### [READING TEXT]

# N17/N18 Gort to Tuam motorway. Delayed or not?



## gearoid (15 Mar 2011)

Hi,
I'm just wondering whether anyone knows the real story whether this road has been delayed indefinitely or is going ahead?

It was meant to be at PPP stage but reports were that private investors were getting cold feet due to our financial woes/concerns about default etc etc. 

This was reported widely on March 13th. However, the NRA has said that everything is going ahead.

Thanks for any info.


----------



## damo2010 (16 Mar 2011)

i heard on the sunday business show 2 weeks ago that is was postponed...hopefully that is not the case!


----------



## coin (17 Mar 2011)

It's not postponed more just delayed, it looks increasingly likely that the second consortia roadbridge and aib will take this project on. The NRA are currently in negotiations with the consortia involoved. This project is also shovel ready and the new government will pump in funds if needed given it is also a road of significant importance linking this cities of Limerick and Galway.

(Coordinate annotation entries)
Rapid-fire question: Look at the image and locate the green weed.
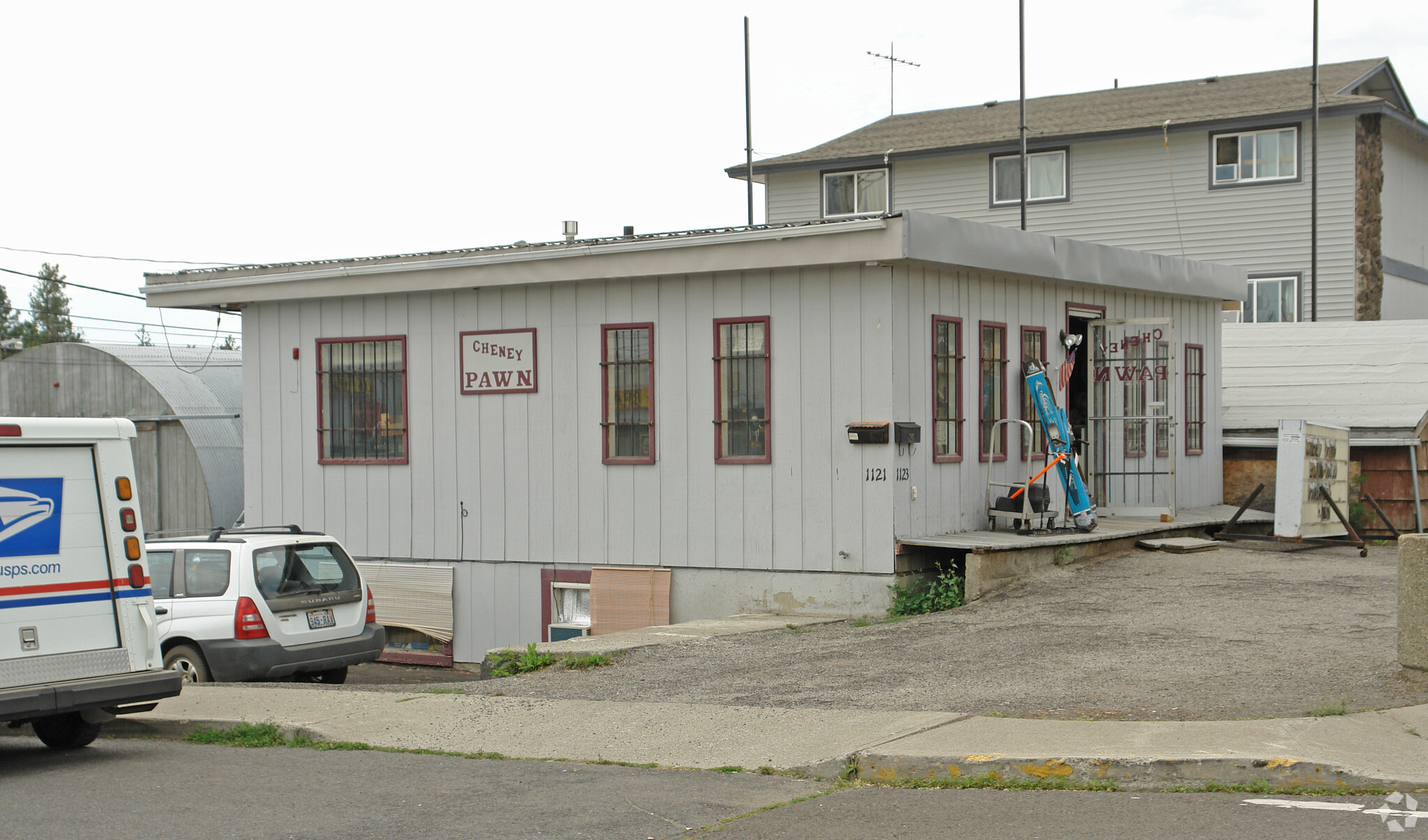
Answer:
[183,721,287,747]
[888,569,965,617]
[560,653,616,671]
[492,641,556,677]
* * *
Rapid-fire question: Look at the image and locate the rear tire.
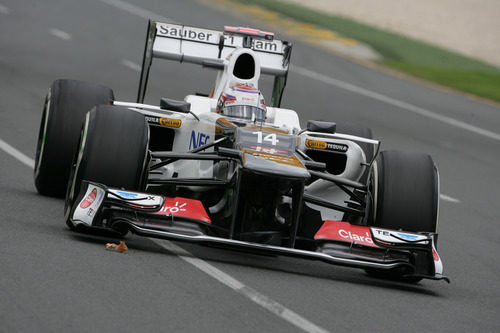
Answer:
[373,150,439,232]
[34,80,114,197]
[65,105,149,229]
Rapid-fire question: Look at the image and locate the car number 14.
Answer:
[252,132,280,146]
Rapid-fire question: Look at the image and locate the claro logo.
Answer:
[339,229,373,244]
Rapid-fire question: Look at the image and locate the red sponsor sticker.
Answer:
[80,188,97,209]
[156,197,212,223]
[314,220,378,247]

### [WORK TO COMPLETE]
Copy word for word the stretch of the forum thread about the Gort to Tuam motorway from "This was reported" through "not the case!".

### [EXERCISE OUTPUT]
This was reported widely on March 13th. However, the NRA has said that everything is going ahead.

Thanks for any info.


----------



## damo2010 (16 Mar 2011)

i heard on the sunday business show 2 weeks ago that is was postponed...hopefully that is not the case!